## [TO DO]
Repeat the whole listing below, word for word.

## [THE DATA]
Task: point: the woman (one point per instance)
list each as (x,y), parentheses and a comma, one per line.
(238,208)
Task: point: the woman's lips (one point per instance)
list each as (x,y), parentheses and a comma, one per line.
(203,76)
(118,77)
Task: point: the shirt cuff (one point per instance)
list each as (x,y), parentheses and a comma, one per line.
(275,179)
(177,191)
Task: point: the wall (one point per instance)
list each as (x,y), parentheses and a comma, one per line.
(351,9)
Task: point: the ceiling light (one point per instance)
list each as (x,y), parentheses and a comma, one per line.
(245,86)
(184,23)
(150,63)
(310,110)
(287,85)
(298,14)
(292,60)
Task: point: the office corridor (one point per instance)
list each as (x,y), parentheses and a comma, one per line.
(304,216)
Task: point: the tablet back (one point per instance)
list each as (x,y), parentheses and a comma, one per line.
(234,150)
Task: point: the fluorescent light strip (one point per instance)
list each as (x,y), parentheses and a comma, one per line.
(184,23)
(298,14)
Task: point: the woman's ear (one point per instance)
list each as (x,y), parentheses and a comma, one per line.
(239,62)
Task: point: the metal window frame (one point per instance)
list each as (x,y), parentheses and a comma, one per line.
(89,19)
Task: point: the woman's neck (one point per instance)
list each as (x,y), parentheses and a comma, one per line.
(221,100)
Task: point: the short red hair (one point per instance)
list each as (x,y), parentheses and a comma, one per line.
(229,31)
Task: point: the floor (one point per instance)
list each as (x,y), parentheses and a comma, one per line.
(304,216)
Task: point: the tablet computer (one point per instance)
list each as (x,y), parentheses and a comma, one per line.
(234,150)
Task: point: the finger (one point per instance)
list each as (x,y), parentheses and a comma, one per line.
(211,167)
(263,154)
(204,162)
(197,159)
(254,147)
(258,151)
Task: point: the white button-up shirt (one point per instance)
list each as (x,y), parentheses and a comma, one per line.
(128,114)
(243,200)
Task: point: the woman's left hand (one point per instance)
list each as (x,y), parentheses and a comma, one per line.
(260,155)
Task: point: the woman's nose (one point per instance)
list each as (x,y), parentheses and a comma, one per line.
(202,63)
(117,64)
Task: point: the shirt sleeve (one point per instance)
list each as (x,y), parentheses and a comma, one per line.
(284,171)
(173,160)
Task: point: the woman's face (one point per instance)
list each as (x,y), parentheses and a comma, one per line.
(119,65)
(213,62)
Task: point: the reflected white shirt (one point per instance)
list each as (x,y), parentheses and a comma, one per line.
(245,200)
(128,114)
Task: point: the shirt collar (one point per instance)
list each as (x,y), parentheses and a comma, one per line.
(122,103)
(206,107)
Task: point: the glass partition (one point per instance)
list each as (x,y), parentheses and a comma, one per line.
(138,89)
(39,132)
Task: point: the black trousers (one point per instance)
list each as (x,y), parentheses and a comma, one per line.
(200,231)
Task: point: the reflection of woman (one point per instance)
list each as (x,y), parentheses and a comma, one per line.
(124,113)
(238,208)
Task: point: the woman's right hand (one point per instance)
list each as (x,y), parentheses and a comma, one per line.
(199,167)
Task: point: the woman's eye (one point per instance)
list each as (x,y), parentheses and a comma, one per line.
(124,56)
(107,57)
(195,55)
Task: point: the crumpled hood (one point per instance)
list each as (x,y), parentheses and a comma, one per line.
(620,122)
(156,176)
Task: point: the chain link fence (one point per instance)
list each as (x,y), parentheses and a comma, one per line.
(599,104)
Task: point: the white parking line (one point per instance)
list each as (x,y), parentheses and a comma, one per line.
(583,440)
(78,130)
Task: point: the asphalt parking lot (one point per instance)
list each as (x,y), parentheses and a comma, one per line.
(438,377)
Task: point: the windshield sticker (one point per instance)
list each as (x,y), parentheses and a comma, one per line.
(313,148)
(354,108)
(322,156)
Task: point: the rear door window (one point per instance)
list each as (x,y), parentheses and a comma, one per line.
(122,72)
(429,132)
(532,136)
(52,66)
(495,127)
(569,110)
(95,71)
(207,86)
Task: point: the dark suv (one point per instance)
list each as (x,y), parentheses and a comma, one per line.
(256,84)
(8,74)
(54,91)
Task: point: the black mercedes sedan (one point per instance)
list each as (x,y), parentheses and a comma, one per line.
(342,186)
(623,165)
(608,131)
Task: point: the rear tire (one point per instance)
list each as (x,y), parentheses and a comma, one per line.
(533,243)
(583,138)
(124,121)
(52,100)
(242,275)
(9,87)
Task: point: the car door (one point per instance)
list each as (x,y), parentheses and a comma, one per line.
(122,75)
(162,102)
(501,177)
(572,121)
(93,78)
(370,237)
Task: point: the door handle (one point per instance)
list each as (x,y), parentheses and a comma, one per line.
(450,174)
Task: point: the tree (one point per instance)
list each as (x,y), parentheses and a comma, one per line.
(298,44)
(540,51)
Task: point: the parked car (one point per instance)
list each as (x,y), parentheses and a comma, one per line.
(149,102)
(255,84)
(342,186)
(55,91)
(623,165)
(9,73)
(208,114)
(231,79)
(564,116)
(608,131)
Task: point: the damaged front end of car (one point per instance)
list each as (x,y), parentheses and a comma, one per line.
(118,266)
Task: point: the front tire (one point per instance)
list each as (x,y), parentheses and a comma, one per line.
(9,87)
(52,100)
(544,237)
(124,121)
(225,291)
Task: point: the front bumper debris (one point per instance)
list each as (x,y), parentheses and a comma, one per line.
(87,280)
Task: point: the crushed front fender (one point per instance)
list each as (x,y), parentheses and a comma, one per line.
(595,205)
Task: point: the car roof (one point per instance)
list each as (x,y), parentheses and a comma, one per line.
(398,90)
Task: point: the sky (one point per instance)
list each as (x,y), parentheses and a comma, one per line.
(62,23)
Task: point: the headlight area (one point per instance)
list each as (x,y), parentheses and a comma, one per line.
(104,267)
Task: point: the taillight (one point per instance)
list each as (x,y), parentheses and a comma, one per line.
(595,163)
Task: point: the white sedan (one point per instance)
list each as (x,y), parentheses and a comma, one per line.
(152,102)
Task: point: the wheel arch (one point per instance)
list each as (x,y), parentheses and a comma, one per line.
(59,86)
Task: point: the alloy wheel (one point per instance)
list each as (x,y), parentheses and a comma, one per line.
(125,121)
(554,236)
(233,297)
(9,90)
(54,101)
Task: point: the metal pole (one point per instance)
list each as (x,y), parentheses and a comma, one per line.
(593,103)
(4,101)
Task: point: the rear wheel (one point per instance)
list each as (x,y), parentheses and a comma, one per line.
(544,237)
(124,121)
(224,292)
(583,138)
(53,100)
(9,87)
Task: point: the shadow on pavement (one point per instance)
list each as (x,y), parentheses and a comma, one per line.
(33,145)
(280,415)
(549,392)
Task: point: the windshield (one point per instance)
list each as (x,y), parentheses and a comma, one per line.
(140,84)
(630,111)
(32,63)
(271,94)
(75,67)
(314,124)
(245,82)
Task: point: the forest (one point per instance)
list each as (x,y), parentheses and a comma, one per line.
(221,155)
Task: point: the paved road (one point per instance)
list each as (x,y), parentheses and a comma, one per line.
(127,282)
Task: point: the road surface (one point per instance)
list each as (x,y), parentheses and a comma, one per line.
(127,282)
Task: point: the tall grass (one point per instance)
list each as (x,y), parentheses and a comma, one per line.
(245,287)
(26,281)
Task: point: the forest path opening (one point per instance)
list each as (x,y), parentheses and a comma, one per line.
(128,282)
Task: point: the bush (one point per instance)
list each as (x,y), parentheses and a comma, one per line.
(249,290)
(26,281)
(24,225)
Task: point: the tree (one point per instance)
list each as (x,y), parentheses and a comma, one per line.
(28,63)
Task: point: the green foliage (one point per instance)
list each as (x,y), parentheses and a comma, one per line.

## [COMPLETED EXERCISE]
Task: point: the woman (one point per instance)
list each as (x,y), parentheses and a comma, one per line.
(238,208)
Task: point: the woman's lips (one point per instance)
list each as (x,y), parentheses and a comma, one per line.
(203,76)
(118,77)
Task: point: the shirt cuff (one point per instance)
list each as (x,y), parentheses and a comma, one per line.
(275,179)
(177,191)
Task: point: the wall (one point per instance)
list each as (x,y), parentheses and a comma, one per line.
(351,9)
Task: point: the ceiling light (one point per instance)
list each as (x,y), parentheses and a comma, one per line.
(245,86)
(184,23)
(150,63)
(310,110)
(287,85)
(298,14)
(292,60)
Task: point: the office corridor (one point per instance)
list each as (x,y), parentheses and a comma, one per line.
(304,216)
Task: point: the tablet back (one point per instance)
list each as (x,y), parentheses and a comma, one per line.
(234,150)
Task: point: the fluorescent light strip (one point per instance)
list each as (x,y), parentheses and a comma, one per line.
(184,23)
(298,14)
Task: point: the woman's ear (one point per instance)
list each as (x,y), parentheses and a comma, one per line.
(239,62)
Task: point: the metal window frame (one point per instance)
list each as (x,y), parentheses and a comma, one per line.
(89,19)
Task: point: the woman's neck (one point per instance)
list each as (x,y), parentheses and a comma, one per line.
(221,100)
Task: point: the short red hair (one point per instance)
list each as (x,y), parentheses and a comma, one per line.
(229,31)
Task: point: the floor (one point per instance)
list each as (x,y), parentheses and a comma, one per line.
(304,216)
Task: point: the tablet computer (one point per instance)
list each as (x,y), parentheses and a comma, one per line.
(234,150)
Task: point: the finger (one point per instance)
list each as (x,y), parentheses and a comma, one per line.
(211,167)
(263,154)
(204,162)
(197,159)
(254,147)
(258,151)
Task: point: the white button-up shirt (one point per instance)
list each as (x,y), parentheses and a comma, one per line.
(128,114)
(243,200)
Task: point: the woman's left hand (one point per instance)
list each as (x,y), parentheses and a comma, one per line.
(260,155)
Task: point: the woman's nose (one point per instance)
list each as (x,y), parentheses and a comma, one per line.
(202,63)
(117,64)
Task: point: the shirt sleeve (one point per instance)
list each as (x,y), parentheses and a comma, one per line.
(284,171)
(173,160)
Task: point: the woman's face (one point per instance)
list each as (x,y), parentheses and a comma, one per line.
(119,65)
(213,62)
Task: point: the reflected white shirt (one point per instance)
list each as (x,y), parentheses and a comma, one per line.
(245,200)
(128,114)
Task: point: the shirt collar (one point per instance)
list each as (x,y), parentheses and a comma, one per line.
(122,103)
(206,107)
Task: point: the glass partition (one point per instance)
list each as (x,y), parentheses and a comma, one per line.
(138,89)
(39,132)
Task: point: the black trousers (one point per instance)
list each as (x,y), parentheses and a comma, one per line.
(200,231)
Task: point: the reflection of woman (one point per instance)
list each as (x,y), parentheses and a comma, one per line.
(124,113)
(238,208)
Task: point: the woman's right hand (one point per instance)
list each as (x,y), parentheses and a comma, one per line.
(199,167)
Task: point: the woman's eye (one point per instance)
list each as (x,y), parentheses and a comma, one per line.
(124,56)
(107,57)
(195,55)
Task: point: the crumpled hood (one point per instance)
list each as (x,y), parentheses and a comma, one per line.
(620,122)
(156,176)
Task: point: the chain link fence (one point per instance)
list each as (x,y), parentheses and a comma, one per line.
(599,104)
Task: point: the white parking line (one point per instance)
list each as (x,y), parentheses and a comma, one per line.
(583,440)
(78,130)
Task: point: the asphalt parking lot (one point per instance)
list each as (x,y), parentheses and a comma, one per line.
(438,377)
Task: point: the windshield sticker (one point per instance)
list each as (x,y), parentheses and a comma, one per line.
(313,148)
(354,108)
(322,156)
Task: point: the rear door window (one point per instance)
list each as (x,y), parentheses and a comma, one per line.
(122,72)
(429,132)
(532,136)
(52,66)
(495,127)
(569,110)
(95,71)
(207,86)
Task: point: the dark suv (one point per instance)
list each as (x,y), parentheses and a comma, one per line.
(256,84)
(8,74)
(54,91)
Task: point: the black mercedes sedan (one point per instance)
list each as (x,y), parentheses and a comma, one per line.
(342,186)
(623,165)
(608,131)
Task: point: the rear tire (one point per instance)
list each as (x,y), parentheses and a comma, one per line.
(533,243)
(583,138)
(124,121)
(52,100)
(242,275)
(9,87)
Task: point: the car door (one point per instance)
list each as (x,y), parentheses and a comma, one per line.
(122,75)
(162,102)
(501,177)
(572,121)
(93,78)
(370,237)
Task: point: the door handle (one point per instance)
list each as (x,y), parentheses and a comma, one per line.
(450,174)
Task: point: the tree (one point per instance)
list each as (x,y), parentheses and a comma, one per line.
(298,44)
(540,51)
Task: point: the parked car (one point per instance)
list each as (x,y), parentheses and a comma, one per line.
(149,102)
(255,84)
(342,186)
(55,91)
(623,165)
(9,73)
(208,114)
(231,79)
(564,116)
(608,131)
Task: point: the damaged front end of car (one point per instance)
list each as (x,y), parentheses and a comma, one per line.
(118,266)
Task: point: the front tire (one point per instance)
list each as (x,y), parentheses and a comma, one per line.
(9,87)
(52,100)
(544,237)
(124,121)
(225,291)
Task: point: the front bumper debris (one point per instance)
list each as (x,y), parentheses and a comma, one per line.
(87,280)
Task: point: the crushed front fender (one point per instance)
list each as (x,y), parentheses and a comma, one per line.
(595,205)
Task: point: the car roof (one point per instance)
list each as (x,y), parentheses and a comma, one per line.
(398,90)
Task: point: the sky (one point per instance)
list each as (x,y), parentheses and a comma, one per line.
(62,23)
Task: point: the headlight area (one point per instance)
list each as (x,y), parentheses and a comma, one per line.
(104,267)
Task: point: the taillight (one point per instance)
list each as (x,y), parentheses and a comma, one per line.
(595,163)
Task: point: the white sedan (one point per instance)
list each as (x,y), parentheses and a comma, one per line.
(152,102)
Task: point: the wheel arch (one point per instance)
list each as (x,y), parentheses and a comma, one per line.
(59,86)
Task: point: the alloy wheel (one point per instance)
list each as (x,y), parentheses and a comma, one per line.
(125,121)
(554,236)
(233,297)
(9,90)
(54,101)
Task: point: the metal pole (one point per instance)
list each as (x,y), parentheses and a comma, one per line.
(593,103)
(4,101)
Task: point: the rear wheel (one point per instance)
list each as (x,y), parentheses and a comma, one per line.
(544,237)
(124,121)
(224,292)
(583,138)
(53,100)
(9,87)
Task: point: the shadow on pavement (one point per instance)
list each as (x,y), parentheses and a comma, one per line.
(33,145)
(280,415)
(549,392)
Task: point: the windshield (one point per instance)
list each as (x,y), parentheses and a comma, one per line.
(140,84)
(630,111)
(32,63)
(271,94)
(75,67)
(314,124)
(245,82)
Task: point: the forest (one point per instance)
list each as (x,y), parentheses and a comma, one per line.
(221,155)
Task: point: the paved road (one point per instance)
list each as (x,y), parentheses and a comma, one per line.
(127,282)
Task: point: the road surface (one point per instance)
list each as (x,y), parentheses and a comma, one per line.
(127,282)
Task: point: the tall grass (one point per instance)
list each as (x,y), parentheses and a comma, one per line.
(245,287)
(26,281)
Task: point: the forest path opening (one point per instance)
list each as (x,y), parentheses and a comma, one per line.
(128,282)
Task: point: the bush (one point per instance)
list each as (x,y), parentheses and a comma, one per line.
(249,290)
(26,281)
(24,225)
Task: point: the tree (one point per instance)
list each as (x,y), parentheses and a comma, one per line.
(28,63)
Task: point: the green foliage (one point per instance)
list each as (x,y), parentheses and a comma, one per line.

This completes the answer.